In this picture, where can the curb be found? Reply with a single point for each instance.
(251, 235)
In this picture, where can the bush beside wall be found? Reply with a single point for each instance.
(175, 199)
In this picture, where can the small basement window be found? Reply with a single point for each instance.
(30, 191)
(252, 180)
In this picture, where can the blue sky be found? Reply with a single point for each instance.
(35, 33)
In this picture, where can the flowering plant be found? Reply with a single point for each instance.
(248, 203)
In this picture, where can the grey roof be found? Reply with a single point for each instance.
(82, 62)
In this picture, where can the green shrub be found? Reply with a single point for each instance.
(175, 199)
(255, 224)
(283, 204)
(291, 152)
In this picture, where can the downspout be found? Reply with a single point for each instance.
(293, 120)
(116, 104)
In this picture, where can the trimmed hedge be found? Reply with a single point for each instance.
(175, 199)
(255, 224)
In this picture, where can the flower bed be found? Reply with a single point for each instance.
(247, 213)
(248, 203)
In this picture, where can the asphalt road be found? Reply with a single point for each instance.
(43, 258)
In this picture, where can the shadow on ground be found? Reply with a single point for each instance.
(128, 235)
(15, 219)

---

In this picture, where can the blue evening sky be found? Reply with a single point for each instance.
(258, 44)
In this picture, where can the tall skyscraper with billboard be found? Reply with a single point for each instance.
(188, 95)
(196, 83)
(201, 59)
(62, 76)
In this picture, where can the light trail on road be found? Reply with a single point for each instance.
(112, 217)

--

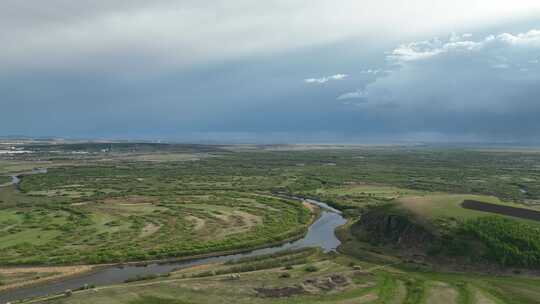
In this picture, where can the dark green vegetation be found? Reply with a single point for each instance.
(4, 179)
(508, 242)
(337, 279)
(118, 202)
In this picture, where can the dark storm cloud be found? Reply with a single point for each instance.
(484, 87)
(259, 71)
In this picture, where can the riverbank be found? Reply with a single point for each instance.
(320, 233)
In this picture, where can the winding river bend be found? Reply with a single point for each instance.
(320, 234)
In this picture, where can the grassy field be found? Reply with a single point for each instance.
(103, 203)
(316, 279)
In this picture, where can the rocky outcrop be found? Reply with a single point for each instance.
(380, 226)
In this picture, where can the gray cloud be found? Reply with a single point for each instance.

**Task statement**
Give back the records above exactly, limited to the lines between the one holding "In this picture, where can the grassy" and the one holding "In this picture, where can the gray", inclusive.

**Problem solution**
In this picture, where can the grassy field be found? Reply with a single point for each instance.
(103, 203)
(316, 279)
In this picture, where can the rocky outcrop be found? Reply with a single point for each instance.
(380, 226)
In this picture, where can the gray cloud be found? Reply with a single point for each instance.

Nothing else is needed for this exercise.